• **Supplied text**
⟨

Data manipulation and theft
A key enabler of sustainable smart cities is data sharing. Data is generated, shared, and analyzed by different connected devices in real-time. This helps in making informed and critical decisions. This data can be hacked and manipulated by threat actors. Moreover, confidential data is also vulnerable to cyber-attacks.
The human factor in cybersecurity
There is a famous saying - “Human is the weakest link in cybersecurity”. People unknowingly become victims of cyberattacks due to a lack of awareness. Social engineering attacks are a significant threat to smart cities due to human factors. The attackers deceive a smart city stakeholder into performing an action that may cause a breach. For example, clicking a malicious link may install malware in the water utility system causing wastage of water.
The idea of a smart city opens pathways for new opportunities in businesses, education, communication, health, and governance. To maximize the benefits of a smart city, we have to ensure cybersecurity. Following are a few suggestions to address the cybersecurity issues.
Secure Internet of Things development
The first step to enabling security is to design and develop secure IoT devices. These devices should be provided with the latest operating systems. Device hardening is also good practice to ensure both physical security and cybersecurity.
Secure password practices
The practice of using the default passwords provided by the device manufacturing companies can destroy IoT security. Secure password management practices do not need any cost or effort - but they can help in protecting smart devices from cyber threats.
Firewalls, intrusion detection and prevention systems, effective port handling, security information, and event management systems, threat intelligence platforms, and anti-malware systems - these all work in liaison with each other to ensure network security.

⟩

• **Extracted material**
⟨

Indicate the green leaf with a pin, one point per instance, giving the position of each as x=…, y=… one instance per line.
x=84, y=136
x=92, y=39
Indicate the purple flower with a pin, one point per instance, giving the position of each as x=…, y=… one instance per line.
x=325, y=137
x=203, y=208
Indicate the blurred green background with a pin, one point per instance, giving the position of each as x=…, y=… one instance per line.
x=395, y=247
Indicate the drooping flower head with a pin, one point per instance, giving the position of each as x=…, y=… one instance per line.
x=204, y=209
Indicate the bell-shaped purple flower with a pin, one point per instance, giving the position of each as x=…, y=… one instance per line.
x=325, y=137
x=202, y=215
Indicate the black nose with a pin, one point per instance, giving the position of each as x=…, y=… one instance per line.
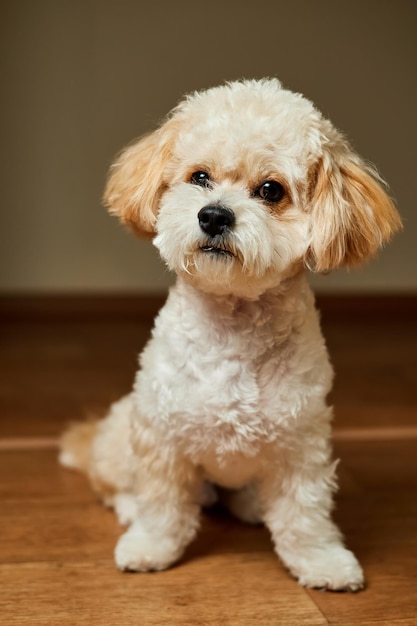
x=214, y=219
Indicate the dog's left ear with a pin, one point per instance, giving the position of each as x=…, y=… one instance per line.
x=137, y=179
x=351, y=213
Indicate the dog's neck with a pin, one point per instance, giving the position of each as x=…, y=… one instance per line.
x=291, y=300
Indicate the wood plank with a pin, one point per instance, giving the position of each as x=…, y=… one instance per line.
x=222, y=589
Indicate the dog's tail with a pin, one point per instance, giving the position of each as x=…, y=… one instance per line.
x=76, y=445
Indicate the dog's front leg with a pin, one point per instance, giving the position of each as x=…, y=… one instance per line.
x=167, y=513
x=297, y=509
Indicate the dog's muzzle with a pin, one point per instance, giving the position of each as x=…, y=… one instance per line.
x=216, y=221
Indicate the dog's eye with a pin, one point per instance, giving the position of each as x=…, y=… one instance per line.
x=200, y=178
x=271, y=191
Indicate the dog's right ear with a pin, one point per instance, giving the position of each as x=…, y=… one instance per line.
x=137, y=179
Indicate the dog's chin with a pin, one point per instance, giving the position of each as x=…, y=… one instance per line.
x=217, y=252
x=220, y=272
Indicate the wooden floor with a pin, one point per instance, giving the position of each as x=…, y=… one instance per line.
x=56, y=541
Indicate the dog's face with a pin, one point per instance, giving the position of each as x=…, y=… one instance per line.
x=246, y=184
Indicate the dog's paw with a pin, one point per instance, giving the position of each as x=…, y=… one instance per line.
x=139, y=551
x=333, y=568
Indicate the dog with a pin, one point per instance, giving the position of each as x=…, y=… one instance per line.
x=242, y=188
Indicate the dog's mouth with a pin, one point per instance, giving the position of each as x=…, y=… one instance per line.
x=216, y=251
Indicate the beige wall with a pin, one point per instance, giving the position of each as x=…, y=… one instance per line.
x=81, y=78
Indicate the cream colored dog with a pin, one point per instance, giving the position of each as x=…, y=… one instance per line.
x=242, y=188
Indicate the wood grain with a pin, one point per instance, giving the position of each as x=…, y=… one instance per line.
x=57, y=541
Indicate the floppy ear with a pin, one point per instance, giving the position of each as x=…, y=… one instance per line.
x=351, y=213
x=137, y=180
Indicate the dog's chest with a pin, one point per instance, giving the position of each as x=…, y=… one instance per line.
x=209, y=382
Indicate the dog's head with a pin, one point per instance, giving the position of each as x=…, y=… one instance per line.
x=246, y=184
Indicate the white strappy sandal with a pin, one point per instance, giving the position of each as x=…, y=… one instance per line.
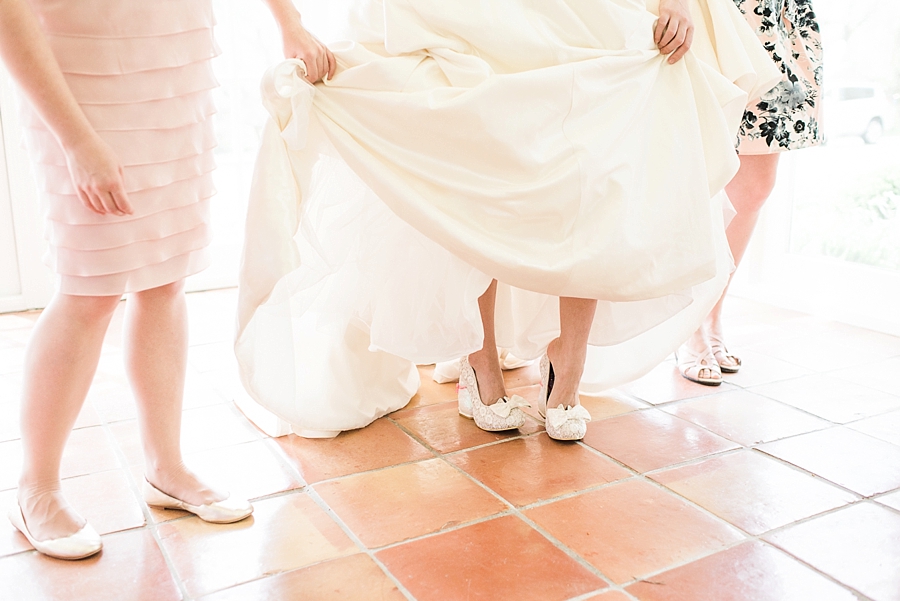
x=692, y=366
x=728, y=363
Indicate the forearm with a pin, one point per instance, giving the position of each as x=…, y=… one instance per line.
x=30, y=61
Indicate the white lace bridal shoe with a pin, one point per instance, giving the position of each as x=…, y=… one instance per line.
x=562, y=422
x=221, y=512
x=84, y=543
x=505, y=414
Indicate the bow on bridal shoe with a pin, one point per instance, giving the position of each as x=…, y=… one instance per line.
x=564, y=422
x=505, y=414
x=84, y=543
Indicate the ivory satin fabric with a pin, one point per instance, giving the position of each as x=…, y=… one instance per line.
x=544, y=143
x=141, y=71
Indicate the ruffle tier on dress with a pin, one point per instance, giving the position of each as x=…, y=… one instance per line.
x=547, y=145
x=142, y=73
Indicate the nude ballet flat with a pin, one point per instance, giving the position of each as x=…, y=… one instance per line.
x=221, y=512
x=505, y=414
x=561, y=422
x=84, y=543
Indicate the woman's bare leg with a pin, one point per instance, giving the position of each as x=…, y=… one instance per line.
x=156, y=343
x=748, y=192
x=568, y=352
x=485, y=362
x=60, y=363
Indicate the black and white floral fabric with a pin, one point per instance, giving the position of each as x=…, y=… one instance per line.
x=787, y=116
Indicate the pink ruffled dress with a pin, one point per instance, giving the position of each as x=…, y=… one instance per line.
x=141, y=71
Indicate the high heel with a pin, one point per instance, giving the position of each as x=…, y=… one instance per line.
x=728, y=363
x=219, y=512
x=691, y=365
x=84, y=543
x=563, y=422
x=505, y=414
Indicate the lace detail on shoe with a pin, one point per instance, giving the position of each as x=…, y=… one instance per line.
x=561, y=423
x=727, y=362
x=505, y=414
x=567, y=423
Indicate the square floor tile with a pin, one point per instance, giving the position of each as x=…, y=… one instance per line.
x=652, y=439
x=284, y=533
x=664, y=384
x=753, y=491
x=380, y=444
x=442, y=428
x=885, y=427
x=858, y=546
x=344, y=579
x=536, y=468
x=250, y=470
x=88, y=450
x=879, y=375
x=759, y=368
x=831, y=398
x=402, y=502
x=465, y=565
x=214, y=426
x=10, y=464
x=611, y=596
x=632, y=529
x=130, y=568
x=749, y=572
x=745, y=417
x=856, y=461
x=891, y=500
x=106, y=500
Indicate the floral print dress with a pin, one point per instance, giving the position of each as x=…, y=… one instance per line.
x=787, y=116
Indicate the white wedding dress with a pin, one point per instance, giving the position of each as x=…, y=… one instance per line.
x=544, y=143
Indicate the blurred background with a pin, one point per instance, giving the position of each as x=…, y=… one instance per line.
x=828, y=243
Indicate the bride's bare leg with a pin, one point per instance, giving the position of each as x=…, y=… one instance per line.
x=568, y=352
x=156, y=343
x=748, y=192
x=485, y=362
x=60, y=362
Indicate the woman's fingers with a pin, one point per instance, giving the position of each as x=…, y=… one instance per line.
x=668, y=36
x=660, y=29
x=88, y=202
x=672, y=44
x=682, y=50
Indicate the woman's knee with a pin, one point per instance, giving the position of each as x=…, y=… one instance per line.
x=89, y=308
x=162, y=294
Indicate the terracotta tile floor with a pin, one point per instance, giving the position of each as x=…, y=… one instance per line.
x=782, y=485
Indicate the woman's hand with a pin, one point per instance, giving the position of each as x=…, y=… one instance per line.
x=674, y=30
x=97, y=176
x=299, y=43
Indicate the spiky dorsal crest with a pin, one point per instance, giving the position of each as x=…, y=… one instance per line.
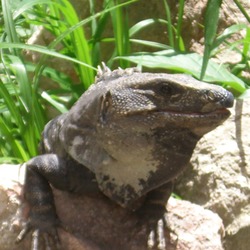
x=104, y=72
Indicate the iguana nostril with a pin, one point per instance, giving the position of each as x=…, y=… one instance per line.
x=228, y=101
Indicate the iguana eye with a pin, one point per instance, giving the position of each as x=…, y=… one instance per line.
x=166, y=90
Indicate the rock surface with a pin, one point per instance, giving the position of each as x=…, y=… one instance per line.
x=219, y=178
x=97, y=224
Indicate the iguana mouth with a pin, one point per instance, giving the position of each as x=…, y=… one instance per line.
x=219, y=114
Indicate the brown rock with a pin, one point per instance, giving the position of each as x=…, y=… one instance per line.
x=220, y=175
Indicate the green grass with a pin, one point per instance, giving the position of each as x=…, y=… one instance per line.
x=24, y=100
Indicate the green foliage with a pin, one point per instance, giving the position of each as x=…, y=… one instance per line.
x=24, y=100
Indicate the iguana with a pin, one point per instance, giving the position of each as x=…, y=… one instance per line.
x=129, y=135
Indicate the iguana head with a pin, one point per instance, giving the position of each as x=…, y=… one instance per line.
x=137, y=130
x=145, y=101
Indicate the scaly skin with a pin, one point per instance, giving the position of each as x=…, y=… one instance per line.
x=131, y=132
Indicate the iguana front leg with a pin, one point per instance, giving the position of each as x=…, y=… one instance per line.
x=63, y=174
x=153, y=212
x=42, y=220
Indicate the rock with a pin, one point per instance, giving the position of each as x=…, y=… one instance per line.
x=97, y=224
x=219, y=176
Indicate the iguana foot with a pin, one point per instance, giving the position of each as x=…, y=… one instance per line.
x=47, y=239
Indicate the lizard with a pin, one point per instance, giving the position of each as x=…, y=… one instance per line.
x=129, y=136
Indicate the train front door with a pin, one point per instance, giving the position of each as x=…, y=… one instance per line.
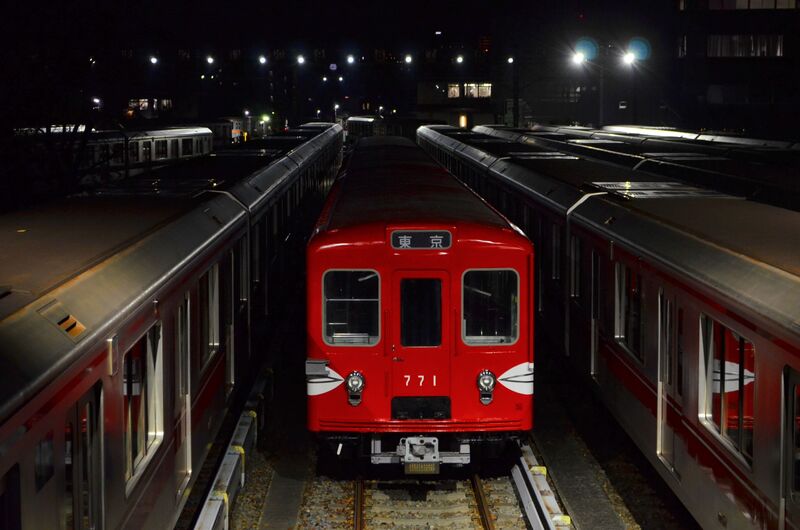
x=667, y=378
x=790, y=473
x=83, y=460
x=419, y=345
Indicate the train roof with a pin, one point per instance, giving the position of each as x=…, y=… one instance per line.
x=176, y=132
x=95, y=257
x=762, y=170
x=391, y=180
x=44, y=246
x=741, y=248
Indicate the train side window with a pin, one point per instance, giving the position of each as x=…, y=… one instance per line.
x=556, y=262
x=182, y=350
x=728, y=385
x=209, y=314
x=420, y=312
x=83, y=462
x=255, y=255
x=183, y=399
x=244, y=293
x=143, y=391
x=795, y=447
x=351, y=307
x=575, y=267
x=628, y=305
x=117, y=154
x=43, y=464
x=133, y=152
x=10, y=502
x=104, y=156
x=490, y=309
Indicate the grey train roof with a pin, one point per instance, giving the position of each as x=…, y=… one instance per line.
x=97, y=257
x=742, y=250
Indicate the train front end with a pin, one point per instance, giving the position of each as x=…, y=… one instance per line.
x=420, y=344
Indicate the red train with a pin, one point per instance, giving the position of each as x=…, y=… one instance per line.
x=678, y=305
x=420, y=338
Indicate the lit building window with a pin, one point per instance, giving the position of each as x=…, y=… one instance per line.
x=716, y=5
x=728, y=385
x=477, y=90
x=744, y=46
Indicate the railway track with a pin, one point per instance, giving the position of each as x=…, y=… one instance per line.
x=519, y=500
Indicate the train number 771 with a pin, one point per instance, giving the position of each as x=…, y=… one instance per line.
x=420, y=380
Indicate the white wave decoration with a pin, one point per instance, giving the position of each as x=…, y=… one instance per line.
x=731, y=377
x=318, y=385
x=519, y=379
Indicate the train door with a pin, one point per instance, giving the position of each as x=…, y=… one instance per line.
x=790, y=470
x=83, y=435
x=595, y=313
x=183, y=400
x=420, y=349
x=667, y=367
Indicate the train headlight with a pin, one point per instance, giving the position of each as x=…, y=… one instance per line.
x=486, y=384
x=354, y=386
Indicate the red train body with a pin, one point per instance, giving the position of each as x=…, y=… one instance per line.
x=419, y=320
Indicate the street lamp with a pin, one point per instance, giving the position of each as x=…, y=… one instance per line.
x=587, y=51
x=629, y=58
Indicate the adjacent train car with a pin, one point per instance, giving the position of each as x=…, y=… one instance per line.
x=420, y=340
x=125, y=323
x=761, y=170
x=678, y=304
x=137, y=150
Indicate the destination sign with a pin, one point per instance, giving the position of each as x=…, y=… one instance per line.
x=420, y=239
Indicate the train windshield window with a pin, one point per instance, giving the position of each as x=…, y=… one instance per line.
x=161, y=149
x=143, y=390
x=491, y=307
x=420, y=312
x=351, y=307
x=729, y=363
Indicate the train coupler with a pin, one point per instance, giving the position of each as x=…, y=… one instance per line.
x=419, y=455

⟩

• **Stated exercise 1**
Name every area in which the smart city cybersecurity text says a smart city opens pathways for new opportunities.
• **Stated exercise 2**
Carry on the smart city cybersecurity text, starting after its final sentence about network security.
The items that come after the smart city cybersecurity text are separate material.

• **Exercise response 1**
Businesses, education, communication, health, and governance.

• **Exercise response 2**
Data protection and encryption
There are various kinds of threat actors looking to steal confidential information. These include nation-states, hackers, hacktivists, and business competitors. One way to protect digital data is to use encryption techniques. These techniques ensure that the data is not comprehensible by the threat actors.
Cyber threats work by manipulating software vulnerabilities. Keeping software patched and updated can prevent potential harm. Remember - unpatched software means an open loophole for the attackers!
Security awareness training
All the stakeholders of smart cities must be made aware of the threat landscape. General awareness of cybersecurity should be made mandatory. The right culture for a smart city is security culture.
Standards and policies
Sustainable and cyber-secure smart cities require IoT centric security standards, involving all of the concerned stakeholders. NIST’s Cybersecurity for the Internet of Things (IoT) program is actively working on the standardization to assist the IoT enabled technologies and solutions against cyber threats.
The stakeholders of a smart city involve citizens, governments, the military, business owners, the health industry, and educators. Therefore cybersecurity for smart cities is not just a technical issue - It is a social, national, and economic issue. Remember, a smart city is not so smart without cybersecurity!